Copy out, unchanged, the lines of the items below, starting at the line that contains "find the small" and ending at the line that contains "53,33,57,38", with both of those lines included. Return only those lines.

| Listed records |

= = =

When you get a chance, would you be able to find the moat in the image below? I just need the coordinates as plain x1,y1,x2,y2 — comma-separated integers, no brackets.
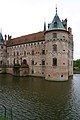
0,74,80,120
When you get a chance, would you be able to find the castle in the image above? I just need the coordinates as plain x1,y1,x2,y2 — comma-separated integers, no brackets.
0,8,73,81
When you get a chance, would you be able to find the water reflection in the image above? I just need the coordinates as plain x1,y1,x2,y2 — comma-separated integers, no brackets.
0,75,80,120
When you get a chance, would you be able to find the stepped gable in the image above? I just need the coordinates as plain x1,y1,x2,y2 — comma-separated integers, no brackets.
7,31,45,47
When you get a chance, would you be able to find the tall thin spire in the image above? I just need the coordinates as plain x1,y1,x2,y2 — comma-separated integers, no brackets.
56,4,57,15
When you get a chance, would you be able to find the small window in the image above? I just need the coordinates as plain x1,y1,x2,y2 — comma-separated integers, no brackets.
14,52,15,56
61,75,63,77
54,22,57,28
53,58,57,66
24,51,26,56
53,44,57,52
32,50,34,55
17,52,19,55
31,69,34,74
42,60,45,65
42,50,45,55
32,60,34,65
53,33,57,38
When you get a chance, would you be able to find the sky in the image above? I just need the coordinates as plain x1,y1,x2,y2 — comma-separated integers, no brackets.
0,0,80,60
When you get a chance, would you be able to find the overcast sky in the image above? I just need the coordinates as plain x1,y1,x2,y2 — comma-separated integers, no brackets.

= = =

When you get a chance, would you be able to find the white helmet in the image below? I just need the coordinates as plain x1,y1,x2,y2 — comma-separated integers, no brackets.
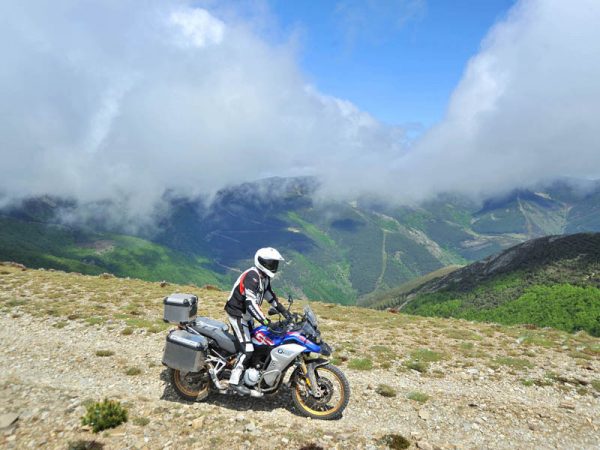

= = =

| Task result |
When you get a chance, would you be able to find the small window in the image above? I just need the coordinates as plain x1,y1,x2,y2 — comma-separated integers, no brackets.
14,52,15,56
61,75,63,77
54,22,57,28
53,58,57,66
24,51,26,56
53,44,57,52
32,50,34,55
17,52,19,55
31,69,34,74
42,60,45,65
42,50,45,55
32,60,34,65
53,33,57,38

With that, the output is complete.